[Object location annotation data]
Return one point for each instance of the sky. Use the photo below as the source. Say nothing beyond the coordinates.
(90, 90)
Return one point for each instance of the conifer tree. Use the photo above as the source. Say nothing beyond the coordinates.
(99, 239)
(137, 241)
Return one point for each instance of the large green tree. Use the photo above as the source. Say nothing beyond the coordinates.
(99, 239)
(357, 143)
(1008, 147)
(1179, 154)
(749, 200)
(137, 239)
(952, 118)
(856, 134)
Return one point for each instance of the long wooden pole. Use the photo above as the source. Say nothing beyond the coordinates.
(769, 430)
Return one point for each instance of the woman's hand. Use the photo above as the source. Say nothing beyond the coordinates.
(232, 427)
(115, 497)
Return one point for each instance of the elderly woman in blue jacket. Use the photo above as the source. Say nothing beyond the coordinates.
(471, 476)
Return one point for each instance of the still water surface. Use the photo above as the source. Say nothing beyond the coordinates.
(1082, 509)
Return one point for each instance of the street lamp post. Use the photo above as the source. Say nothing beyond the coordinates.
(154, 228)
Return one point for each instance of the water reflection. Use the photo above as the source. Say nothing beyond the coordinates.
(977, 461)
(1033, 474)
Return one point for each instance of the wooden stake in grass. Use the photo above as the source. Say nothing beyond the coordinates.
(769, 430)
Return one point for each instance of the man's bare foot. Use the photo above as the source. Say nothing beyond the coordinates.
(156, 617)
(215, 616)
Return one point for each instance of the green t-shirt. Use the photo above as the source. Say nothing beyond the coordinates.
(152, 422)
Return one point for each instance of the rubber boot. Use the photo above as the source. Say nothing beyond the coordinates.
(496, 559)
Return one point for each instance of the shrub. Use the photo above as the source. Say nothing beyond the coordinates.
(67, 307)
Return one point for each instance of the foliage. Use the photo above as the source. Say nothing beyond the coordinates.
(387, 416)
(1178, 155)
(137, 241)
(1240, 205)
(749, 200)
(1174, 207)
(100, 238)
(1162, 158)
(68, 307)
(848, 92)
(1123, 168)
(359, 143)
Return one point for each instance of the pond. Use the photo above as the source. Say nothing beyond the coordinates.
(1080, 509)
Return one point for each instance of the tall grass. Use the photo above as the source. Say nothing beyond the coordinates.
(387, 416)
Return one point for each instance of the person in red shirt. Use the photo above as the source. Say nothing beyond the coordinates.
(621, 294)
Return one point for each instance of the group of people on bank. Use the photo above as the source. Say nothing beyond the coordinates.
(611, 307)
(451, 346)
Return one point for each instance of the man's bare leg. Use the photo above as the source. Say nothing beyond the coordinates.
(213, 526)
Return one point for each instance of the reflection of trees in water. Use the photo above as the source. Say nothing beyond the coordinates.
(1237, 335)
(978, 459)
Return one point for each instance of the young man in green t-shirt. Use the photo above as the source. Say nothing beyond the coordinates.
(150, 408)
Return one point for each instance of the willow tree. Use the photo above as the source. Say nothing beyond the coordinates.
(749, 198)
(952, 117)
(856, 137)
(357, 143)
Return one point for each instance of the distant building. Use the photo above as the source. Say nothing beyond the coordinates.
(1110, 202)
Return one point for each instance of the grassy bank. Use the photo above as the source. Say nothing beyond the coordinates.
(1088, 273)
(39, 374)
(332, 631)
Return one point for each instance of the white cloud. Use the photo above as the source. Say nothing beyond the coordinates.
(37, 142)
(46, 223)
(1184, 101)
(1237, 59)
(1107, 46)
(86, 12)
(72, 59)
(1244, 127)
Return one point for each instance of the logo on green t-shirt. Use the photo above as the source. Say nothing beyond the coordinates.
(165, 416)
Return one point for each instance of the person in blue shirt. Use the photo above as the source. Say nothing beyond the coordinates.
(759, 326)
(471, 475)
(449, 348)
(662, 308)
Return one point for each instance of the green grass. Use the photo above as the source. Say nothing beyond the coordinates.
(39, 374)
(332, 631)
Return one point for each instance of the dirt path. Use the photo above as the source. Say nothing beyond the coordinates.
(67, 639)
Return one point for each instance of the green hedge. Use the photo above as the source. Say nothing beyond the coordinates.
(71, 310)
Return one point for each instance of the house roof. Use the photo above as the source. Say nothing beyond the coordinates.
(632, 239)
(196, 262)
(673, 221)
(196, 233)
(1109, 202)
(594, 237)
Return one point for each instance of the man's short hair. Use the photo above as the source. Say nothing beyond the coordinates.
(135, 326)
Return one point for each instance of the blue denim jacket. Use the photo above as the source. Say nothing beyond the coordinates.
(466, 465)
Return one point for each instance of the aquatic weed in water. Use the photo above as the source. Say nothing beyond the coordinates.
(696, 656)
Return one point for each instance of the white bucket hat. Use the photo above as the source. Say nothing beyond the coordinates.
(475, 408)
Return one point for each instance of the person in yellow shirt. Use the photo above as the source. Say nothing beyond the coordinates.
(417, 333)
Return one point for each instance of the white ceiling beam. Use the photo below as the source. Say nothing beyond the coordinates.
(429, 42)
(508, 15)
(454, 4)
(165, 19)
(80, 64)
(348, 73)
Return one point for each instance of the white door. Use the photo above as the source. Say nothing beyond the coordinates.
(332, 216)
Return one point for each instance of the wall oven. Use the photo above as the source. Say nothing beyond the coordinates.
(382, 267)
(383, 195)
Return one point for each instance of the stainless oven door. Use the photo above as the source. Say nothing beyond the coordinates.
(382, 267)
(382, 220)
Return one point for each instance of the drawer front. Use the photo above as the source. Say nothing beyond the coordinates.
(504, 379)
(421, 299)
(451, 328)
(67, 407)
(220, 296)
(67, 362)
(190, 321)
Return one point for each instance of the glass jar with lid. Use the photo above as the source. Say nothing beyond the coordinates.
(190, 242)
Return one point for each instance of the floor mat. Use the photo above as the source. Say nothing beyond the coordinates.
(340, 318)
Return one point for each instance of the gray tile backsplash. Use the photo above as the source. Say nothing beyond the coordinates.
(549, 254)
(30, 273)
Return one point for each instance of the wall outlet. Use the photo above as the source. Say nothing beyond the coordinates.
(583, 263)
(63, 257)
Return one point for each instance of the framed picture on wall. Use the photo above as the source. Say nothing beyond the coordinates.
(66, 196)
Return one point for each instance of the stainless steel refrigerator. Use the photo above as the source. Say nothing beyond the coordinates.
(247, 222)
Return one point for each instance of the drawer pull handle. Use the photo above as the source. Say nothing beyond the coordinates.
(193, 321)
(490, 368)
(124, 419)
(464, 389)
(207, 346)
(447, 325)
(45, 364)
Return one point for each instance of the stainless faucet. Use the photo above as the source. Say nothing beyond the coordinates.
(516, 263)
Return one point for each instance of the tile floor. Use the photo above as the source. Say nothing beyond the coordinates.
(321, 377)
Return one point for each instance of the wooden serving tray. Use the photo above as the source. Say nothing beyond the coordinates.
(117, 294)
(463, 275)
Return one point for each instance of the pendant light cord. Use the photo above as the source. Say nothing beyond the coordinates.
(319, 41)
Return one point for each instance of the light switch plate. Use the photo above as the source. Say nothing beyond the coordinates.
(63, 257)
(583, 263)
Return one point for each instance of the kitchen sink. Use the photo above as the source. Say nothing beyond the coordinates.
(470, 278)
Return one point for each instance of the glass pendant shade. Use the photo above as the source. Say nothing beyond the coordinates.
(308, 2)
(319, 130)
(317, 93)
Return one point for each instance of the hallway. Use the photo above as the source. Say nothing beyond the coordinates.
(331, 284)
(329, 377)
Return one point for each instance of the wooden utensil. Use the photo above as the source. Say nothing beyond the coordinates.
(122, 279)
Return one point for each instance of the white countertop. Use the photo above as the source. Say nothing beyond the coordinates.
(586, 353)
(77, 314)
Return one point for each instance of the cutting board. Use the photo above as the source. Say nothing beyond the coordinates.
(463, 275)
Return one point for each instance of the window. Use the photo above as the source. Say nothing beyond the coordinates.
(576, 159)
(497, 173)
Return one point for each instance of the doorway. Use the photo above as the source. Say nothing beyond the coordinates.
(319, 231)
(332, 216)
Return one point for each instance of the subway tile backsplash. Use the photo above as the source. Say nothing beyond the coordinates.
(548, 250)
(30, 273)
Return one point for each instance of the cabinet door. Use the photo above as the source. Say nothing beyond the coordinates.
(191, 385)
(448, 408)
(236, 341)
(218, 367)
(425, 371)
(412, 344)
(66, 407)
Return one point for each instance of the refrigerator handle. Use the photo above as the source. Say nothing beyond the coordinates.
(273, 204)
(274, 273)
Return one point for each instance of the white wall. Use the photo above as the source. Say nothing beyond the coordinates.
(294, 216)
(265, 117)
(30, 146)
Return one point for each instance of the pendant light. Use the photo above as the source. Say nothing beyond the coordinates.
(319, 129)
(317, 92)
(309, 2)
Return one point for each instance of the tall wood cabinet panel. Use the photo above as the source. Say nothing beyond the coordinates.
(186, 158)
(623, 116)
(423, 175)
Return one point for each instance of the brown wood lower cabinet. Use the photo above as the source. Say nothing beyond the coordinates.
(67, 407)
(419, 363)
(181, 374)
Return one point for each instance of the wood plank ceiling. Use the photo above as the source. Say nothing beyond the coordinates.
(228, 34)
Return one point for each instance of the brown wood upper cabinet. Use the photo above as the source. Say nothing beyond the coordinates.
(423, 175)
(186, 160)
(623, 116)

What you have to do
Put the stretch of the records above, from the line containing "Return one point for each instance of the cabinet" through the end of the records, into a numbered list. Leave out any blank lines.

Written answer
1. Return one point for each instance of the cabinet door. Use the photo above as the source. Say nothing beyond the coordinates.
2. (191, 385)
3. (448, 408)
4. (236, 341)
5. (218, 367)
6. (425, 371)
7. (412, 344)
8. (66, 407)
9. Return one point for each instance of the refrigerator handle. Use the photo above as the source. Say nothing beyond the coordinates.
10. (273, 204)
11. (274, 273)
12. Return one point for each instance of the white wall. Use the photo above as the source. Say nothing beyond the coordinates.
13. (294, 216)
14. (265, 117)
15. (30, 146)
16. Return one point for each instance of the pendant light. Use the photo above as the source. Say nothing beyond the coordinates.
17. (319, 129)
18. (317, 92)
19. (309, 2)
20. Return one point for each instance of the tall wood cabinet panel. Use the photo above as the source. Say nothing beyond the coordinates.
21. (186, 158)
22. (623, 116)
23. (423, 175)
24. Return one point for each instance of the brown wood lower cabinet. Use the photo above as the source. Say nothing beyond the coordinates.
25. (67, 407)
26. (419, 363)
27. (181, 374)
28. Return one point for each instance of the wood plank ceiling. Use the photo above as the source. Say nothing beyond the coordinates.
29. (228, 34)
30. Return one point for each instance of the brown wood upper cabinet. Use the photo above as the source. Say nothing beyond the coordinates.
31. (423, 175)
32. (186, 160)
33. (623, 116)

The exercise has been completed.